• DESCRIPTION OF THE TASK: Repeat the data below word for word, but leave out the pictures.

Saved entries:
⁂

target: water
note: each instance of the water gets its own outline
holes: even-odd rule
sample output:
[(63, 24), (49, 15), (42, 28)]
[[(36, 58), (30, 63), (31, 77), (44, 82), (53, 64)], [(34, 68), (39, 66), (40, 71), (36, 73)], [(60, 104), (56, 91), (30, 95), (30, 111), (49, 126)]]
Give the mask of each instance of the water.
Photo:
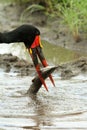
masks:
[(37, 96), (26, 94), (33, 77), (0, 70), (0, 130), (87, 129), (87, 77), (46, 80)]

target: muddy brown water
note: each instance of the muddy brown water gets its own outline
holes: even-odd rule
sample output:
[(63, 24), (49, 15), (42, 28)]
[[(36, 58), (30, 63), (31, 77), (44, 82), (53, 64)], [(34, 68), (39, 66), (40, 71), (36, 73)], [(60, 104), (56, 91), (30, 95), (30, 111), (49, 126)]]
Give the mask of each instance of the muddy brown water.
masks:
[(32, 76), (0, 70), (0, 130), (87, 129), (87, 77), (61, 80), (56, 87), (46, 80), (36, 96), (27, 95)]

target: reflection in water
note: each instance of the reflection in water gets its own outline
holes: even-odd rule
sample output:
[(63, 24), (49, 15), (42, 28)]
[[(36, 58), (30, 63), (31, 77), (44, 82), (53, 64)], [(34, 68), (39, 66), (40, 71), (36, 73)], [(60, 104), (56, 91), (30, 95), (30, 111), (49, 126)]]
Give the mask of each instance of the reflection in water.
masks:
[(48, 79), (46, 82), (49, 92), (42, 86), (34, 96), (25, 94), (31, 79), (29, 76), (17, 77), (12, 73), (0, 73), (0, 129), (86, 128), (86, 76), (79, 75), (71, 80), (61, 80), (56, 74), (56, 87), (51, 86)]

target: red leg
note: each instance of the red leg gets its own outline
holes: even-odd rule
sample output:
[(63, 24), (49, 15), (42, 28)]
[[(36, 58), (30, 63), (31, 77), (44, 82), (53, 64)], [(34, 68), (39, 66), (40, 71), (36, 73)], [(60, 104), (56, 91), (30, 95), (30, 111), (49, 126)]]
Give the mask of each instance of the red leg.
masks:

⁂

• WRITTEN SOLUTION:
target: water
note: each instance of the water gets its own outline
holes: even-odd rule
sample output:
[(63, 24), (49, 15), (42, 28)]
[[(36, 58), (30, 63), (31, 77), (44, 82), (53, 64)], [(34, 68), (39, 66), (40, 71), (36, 73)], [(60, 104), (56, 91), (30, 95), (30, 111), (49, 126)]]
Give the mask of each instance of the water.
Photo:
masks:
[(37, 96), (26, 94), (33, 77), (0, 70), (0, 130), (87, 129), (87, 77), (46, 80)]

target: muddy brown water
note: each instance of the muddy brown water gets its own outline
holes: even-odd rule
sample output:
[(63, 24), (49, 15), (42, 28)]
[[(36, 58), (30, 63), (31, 77), (44, 82), (53, 64)], [(34, 68), (39, 66), (40, 71), (36, 73)], [(60, 104), (56, 91), (30, 95), (30, 111), (49, 126)]]
Give the mask of each instance of the muddy brown water.
masks:
[(32, 76), (0, 70), (0, 130), (87, 129), (87, 77), (61, 80), (56, 87), (46, 80), (36, 96), (27, 95)]

target: reflection in water
note: each instance of the reflection in water gets its own outline
holes: even-odd rule
sample output:
[(63, 24), (49, 15), (42, 28)]
[[(36, 58), (30, 63), (31, 77), (44, 82), (53, 64)], [(34, 68), (39, 66), (40, 71), (36, 73)], [(60, 104), (56, 91), (30, 95), (30, 111), (49, 126)]]
Give the mask of each instance of the reflection in water.
masks:
[(48, 79), (46, 82), (49, 92), (42, 86), (34, 96), (25, 94), (31, 79), (29, 76), (17, 77), (12, 73), (0, 73), (0, 129), (86, 128), (86, 76), (79, 75), (71, 80), (61, 80), (56, 74), (56, 87), (51, 86)]

target: red leg
note: each instance of the red leg gets its own outline
holes: even-odd rule
sample output:
[(63, 24), (49, 15), (42, 28)]
[[(36, 58), (30, 63), (31, 77), (44, 82), (53, 64)], [(34, 68), (39, 66), (40, 71), (36, 73)], [(60, 104), (56, 91), (30, 95), (30, 111), (49, 126)]]
Give the mask of each instance of the red leg.
masks:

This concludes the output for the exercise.